-- BEGIN --

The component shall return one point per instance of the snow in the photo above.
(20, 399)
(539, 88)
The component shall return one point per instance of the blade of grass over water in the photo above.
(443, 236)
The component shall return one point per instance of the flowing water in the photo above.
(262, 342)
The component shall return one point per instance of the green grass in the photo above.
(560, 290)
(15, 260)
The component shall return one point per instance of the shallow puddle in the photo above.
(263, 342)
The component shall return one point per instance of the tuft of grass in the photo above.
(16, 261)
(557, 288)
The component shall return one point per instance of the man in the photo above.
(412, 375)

-- END --
-- BEGIN --

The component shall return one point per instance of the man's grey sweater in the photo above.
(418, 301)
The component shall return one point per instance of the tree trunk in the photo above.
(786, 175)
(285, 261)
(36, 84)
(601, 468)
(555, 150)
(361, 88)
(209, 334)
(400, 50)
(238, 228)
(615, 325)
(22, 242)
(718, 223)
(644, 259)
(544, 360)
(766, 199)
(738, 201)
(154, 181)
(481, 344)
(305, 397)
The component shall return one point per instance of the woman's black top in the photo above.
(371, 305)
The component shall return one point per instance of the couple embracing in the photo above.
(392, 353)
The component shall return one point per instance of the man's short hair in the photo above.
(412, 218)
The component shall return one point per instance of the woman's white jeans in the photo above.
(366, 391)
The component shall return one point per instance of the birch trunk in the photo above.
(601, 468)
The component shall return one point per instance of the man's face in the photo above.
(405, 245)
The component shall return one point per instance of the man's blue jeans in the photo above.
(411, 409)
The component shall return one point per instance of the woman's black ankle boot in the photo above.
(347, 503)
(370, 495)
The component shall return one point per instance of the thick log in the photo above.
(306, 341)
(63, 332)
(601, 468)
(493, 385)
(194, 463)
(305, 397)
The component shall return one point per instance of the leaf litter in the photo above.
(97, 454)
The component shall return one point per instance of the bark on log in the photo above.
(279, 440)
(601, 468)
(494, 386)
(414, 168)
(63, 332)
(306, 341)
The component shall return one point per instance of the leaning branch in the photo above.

-- END --
-- BEGIN --

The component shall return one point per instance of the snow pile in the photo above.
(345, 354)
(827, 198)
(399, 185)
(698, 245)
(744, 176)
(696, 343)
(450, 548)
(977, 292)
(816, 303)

-- END --

GIVEN EXERCISE: How many lines above contain the string "woman"? Case counts, and only the number should be given.

FULL SOLUTION: 3